Each record in the material below must be written out again exactly.

▶ [Record set]

Content starts

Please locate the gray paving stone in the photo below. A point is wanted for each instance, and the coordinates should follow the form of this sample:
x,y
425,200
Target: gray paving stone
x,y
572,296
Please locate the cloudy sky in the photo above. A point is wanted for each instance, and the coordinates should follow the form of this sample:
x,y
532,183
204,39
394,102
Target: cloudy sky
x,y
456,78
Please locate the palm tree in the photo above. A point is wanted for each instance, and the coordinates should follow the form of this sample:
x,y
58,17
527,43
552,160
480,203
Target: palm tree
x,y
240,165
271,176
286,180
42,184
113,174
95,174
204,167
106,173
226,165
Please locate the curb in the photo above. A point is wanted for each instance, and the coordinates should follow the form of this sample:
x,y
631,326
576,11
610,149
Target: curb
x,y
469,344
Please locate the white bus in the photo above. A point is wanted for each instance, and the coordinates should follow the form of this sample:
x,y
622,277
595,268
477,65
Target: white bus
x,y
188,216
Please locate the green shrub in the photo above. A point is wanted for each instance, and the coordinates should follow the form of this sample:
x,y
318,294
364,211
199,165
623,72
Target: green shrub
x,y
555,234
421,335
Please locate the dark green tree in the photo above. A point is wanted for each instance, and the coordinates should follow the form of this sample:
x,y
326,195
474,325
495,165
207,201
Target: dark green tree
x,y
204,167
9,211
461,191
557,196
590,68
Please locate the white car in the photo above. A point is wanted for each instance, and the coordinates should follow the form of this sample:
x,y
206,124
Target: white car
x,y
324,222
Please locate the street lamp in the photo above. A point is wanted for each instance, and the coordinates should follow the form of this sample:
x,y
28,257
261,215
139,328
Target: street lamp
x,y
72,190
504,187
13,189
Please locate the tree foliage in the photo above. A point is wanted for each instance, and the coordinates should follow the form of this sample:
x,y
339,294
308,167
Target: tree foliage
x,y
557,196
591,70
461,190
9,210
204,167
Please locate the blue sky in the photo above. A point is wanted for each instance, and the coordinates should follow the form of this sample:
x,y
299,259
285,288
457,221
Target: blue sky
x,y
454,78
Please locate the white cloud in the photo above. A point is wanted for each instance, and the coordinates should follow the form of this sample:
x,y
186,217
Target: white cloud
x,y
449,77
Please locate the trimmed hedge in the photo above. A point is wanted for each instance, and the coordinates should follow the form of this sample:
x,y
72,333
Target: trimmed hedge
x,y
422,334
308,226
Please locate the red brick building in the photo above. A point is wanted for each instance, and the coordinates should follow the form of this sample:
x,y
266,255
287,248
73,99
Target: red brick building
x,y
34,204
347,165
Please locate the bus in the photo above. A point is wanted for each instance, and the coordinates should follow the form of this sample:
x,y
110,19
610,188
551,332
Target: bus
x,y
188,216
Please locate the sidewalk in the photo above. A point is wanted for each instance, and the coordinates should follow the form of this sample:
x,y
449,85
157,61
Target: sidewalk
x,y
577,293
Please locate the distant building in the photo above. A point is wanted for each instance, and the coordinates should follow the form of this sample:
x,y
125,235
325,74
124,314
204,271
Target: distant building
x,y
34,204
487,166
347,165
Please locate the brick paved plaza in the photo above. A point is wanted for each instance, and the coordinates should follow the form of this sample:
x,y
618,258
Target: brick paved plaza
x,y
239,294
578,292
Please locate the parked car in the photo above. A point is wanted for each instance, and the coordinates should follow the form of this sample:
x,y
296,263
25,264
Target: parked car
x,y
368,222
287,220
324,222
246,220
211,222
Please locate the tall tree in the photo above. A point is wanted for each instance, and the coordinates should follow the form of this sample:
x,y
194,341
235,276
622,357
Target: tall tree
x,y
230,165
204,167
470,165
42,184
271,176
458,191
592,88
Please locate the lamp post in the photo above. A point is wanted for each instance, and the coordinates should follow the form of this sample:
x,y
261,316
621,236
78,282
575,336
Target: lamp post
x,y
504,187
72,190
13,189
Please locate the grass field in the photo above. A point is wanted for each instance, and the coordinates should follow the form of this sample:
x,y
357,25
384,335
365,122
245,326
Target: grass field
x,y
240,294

Content ends

▶ [Reply]
Please locate the gray paving stone in the photo below. A point is wanted for each instance, and the coordinates should follow the form of this sample:
x,y
425,200
Target: gray paving stone
x,y
572,296
Please locate the cloudy sky in the photo above. A point is wanted for each instance, and the coordinates should follow the form of this sample:
x,y
532,183
204,39
394,102
Target: cloudy sky
x,y
456,78
Please locate the palm tree in the photo above. A point is wanted for each instance, and the coordinates should follow the form of this sample:
x,y
58,17
527,43
552,160
480,203
Target: palm tree
x,y
240,165
271,176
286,180
42,184
113,174
95,174
204,167
106,173
226,165
Please locate the curb in the photo above. A point is wanted for each instance, and the coordinates should follow the form of this sample:
x,y
631,326
576,11
610,149
Target: curb
x,y
469,344
Please locate the white bus in the photo above. A point is wanted for each instance, and the coordinates should follow the form of this sample:
x,y
622,277
595,268
477,65
Target: white bus
x,y
188,216
Please locate the green shrub in the photo above. A point is wanted for each instance, and the coordinates should follow the form of this sample:
x,y
318,294
364,211
199,165
623,72
Target: green shrub
x,y
555,234
421,335
Please locate the dark green tree in the photo above. A point is wanted for each instance, and the coordinates should follow the form of this sample:
x,y
326,195
474,325
495,165
207,201
Target: dark green tree
x,y
204,167
9,211
461,191
557,196
590,68
Please locate the white car in the photo above. A point is wanted for each instance, and the coordinates should follow the form of this sample:
x,y
206,124
Target: white car
x,y
324,222
Please locate the street lamp in the photo above. A point is wanted for each instance, and the coordinates should follow the form of this sample:
x,y
28,257
261,215
139,328
Target: street lamp
x,y
72,190
504,187
13,189
Please locate the tree foliage in the photo above. A point is wanted for each instance, and the coordinates should follow the form of this sample:
x,y
339,294
308,167
Target: tree foliage
x,y
557,196
591,70
461,190
9,210
204,167
Please locate the blue sky in the photo above. A point is wanted for each instance, and the coordinates should follow the form of this sample:
x,y
299,259
285,288
457,221
Target: blue sky
x,y
454,78
Please locate the white cloud in the photo above. A point is wanted for each instance, and the coordinates should follow the form of this sample:
x,y
186,217
Target: white cloud
x,y
449,77
Please locate the trimmed hedge in the photo above. A point is wanted for each instance, and the coordinates should follow the form of this sample:
x,y
72,333
Target: trimmed hedge
x,y
422,334
308,226
Please locate the red brick building in the photo above. A point is wanted for each instance, and the coordinates should follow the form of this sample:
x,y
266,255
287,248
73,99
Target: red brick building
x,y
34,204
347,165
Please locate the bus in the photo above. A point is wanted for each instance, and the coordinates should follow the form of this sample:
x,y
110,19
610,188
551,332
Target: bus
x,y
188,216
Please locate the sidewalk in the photo above. A point is wanted for each instance, and the coordinates should follow the form of this sample:
x,y
449,85
157,61
Target: sidewalk
x,y
577,293
Please locate the distant building in the photo above. A point is wanted for each instance, and the coordinates should follow the form of this sample:
x,y
125,235
325,74
124,314
204,271
Target: distant building
x,y
34,204
487,166
347,165
Please locate the brick paved plaza in the photo above. A point is wanted for each instance, and the coordinates should follow the form of this sample:
x,y
618,258
Target: brick paved plaza
x,y
239,294
578,292
Please locate the parked car in the photo above. A point is wanted for each instance, and the coordinates should follow the form of this sample:
x,y
296,263
25,264
Target: parked car
x,y
368,222
287,220
324,222
246,220
211,222
Please locate the tall tree in the photo above. A point is wanted for each instance, and the coordinates should follow the form of this sample:
x,y
194,341
235,276
622,357
Target: tall tree
x,y
230,165
204,167
470,165
42,184
271,176
458,191
592,88
Please locate the lamp post in the photo above. A point is wanted for each instance, and the coordinates should follow the form of this sample:
x,y
261,316
621,236
78,282
575,336
Target: lamp post
x,y
504,187
72,190
13,189
Please locate the grass field in the photo above. A point is wanted for each instance, and the coordinates should follow the form of this sample:
x,y
357,25
384,335
365,122
245,326
Target: grass field
x,y
240,294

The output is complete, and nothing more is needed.